**What is expected:**
Tally the lines of data below that contain the word "chimney", and give only the number.

**Provided material:**
_ _ _
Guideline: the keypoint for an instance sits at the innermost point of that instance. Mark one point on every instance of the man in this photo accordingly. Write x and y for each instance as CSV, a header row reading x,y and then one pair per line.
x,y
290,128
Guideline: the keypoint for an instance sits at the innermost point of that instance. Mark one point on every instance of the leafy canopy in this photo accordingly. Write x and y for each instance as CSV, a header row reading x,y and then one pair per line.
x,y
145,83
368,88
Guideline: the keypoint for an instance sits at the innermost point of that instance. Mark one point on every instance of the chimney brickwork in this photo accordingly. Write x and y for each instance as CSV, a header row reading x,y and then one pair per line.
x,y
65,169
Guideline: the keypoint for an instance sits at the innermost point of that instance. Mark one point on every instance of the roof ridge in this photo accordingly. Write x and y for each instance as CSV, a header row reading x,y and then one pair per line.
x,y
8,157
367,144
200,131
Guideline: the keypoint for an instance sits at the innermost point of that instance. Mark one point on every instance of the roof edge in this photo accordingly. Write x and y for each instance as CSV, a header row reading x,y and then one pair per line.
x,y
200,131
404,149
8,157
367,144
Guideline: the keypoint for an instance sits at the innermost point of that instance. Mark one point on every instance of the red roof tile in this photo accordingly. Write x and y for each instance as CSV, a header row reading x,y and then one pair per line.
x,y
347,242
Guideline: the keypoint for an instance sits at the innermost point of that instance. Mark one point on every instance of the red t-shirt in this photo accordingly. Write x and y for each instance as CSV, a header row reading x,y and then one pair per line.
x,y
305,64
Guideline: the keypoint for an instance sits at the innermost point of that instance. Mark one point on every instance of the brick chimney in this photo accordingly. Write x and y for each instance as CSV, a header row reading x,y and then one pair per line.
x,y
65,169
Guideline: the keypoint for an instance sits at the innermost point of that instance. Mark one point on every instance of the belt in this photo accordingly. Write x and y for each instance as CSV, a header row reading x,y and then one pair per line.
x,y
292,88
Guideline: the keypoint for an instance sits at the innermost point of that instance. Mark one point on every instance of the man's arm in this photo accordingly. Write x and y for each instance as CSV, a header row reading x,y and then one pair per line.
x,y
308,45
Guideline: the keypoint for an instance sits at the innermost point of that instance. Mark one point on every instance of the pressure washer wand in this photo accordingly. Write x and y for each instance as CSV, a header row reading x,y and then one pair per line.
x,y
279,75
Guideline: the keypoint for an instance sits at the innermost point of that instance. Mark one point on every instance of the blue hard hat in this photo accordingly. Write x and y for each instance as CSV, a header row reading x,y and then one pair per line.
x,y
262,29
_ _ _
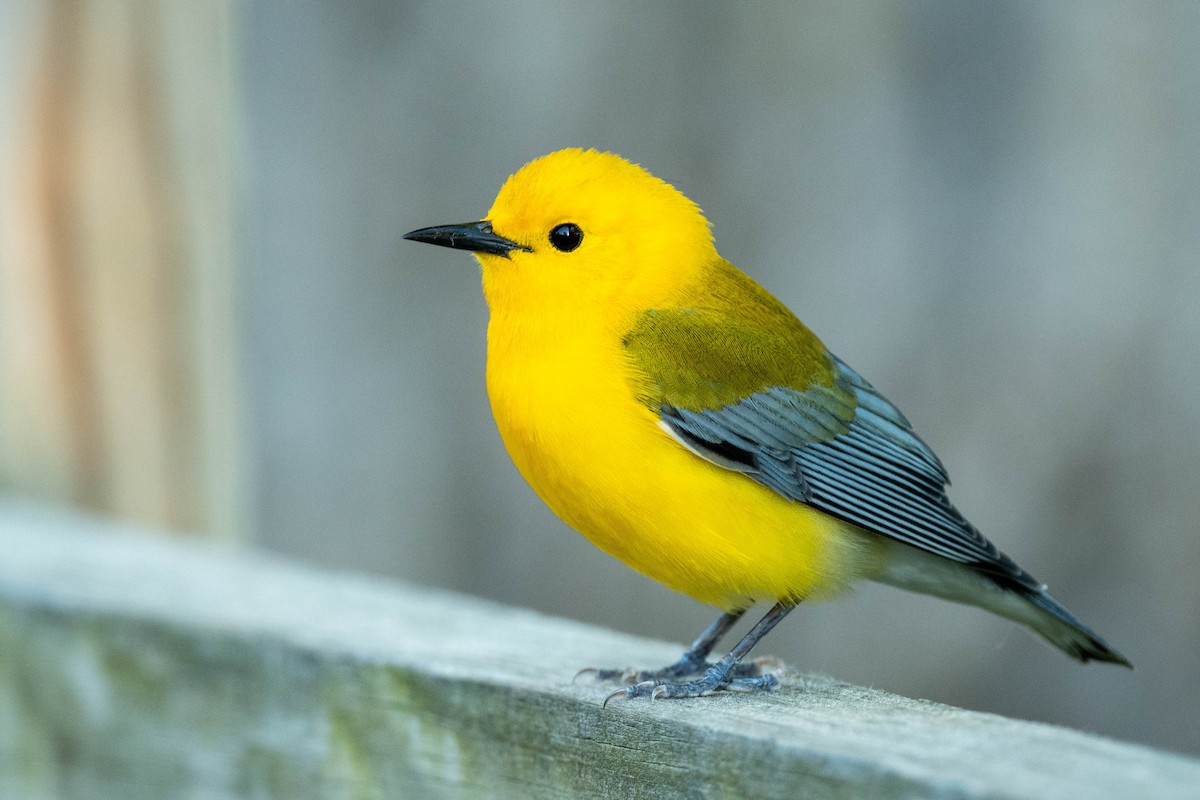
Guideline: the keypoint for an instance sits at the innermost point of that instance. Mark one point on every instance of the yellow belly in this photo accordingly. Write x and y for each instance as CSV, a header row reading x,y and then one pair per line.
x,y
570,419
_ _ _
**Complete response:**
2